Swap "autumn leaf" for "fallen leaf" throughout the material below and reproduce it with nothing else changed.

>> Begin Dataset extract

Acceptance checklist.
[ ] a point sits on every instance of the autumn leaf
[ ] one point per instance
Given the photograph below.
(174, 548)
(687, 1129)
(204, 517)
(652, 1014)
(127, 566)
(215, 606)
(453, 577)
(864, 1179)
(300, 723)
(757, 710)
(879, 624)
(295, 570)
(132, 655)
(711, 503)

>> End Dataset extract

▶ _Expected answer_
Acceptance checklist.
[ ] a point sits on every instance of the fallen leaf
[ ] one point per instance
Given the photograph below.
(174, 548)
(687, 1129)
(204, 517)
(652, 1014)
(127, 566)
(215, 606)
(453, 577)
(864, 1179)
(300, 723)
(757, 710)
(879, 624)
(295, 570)
(132, 655)
(711, 503)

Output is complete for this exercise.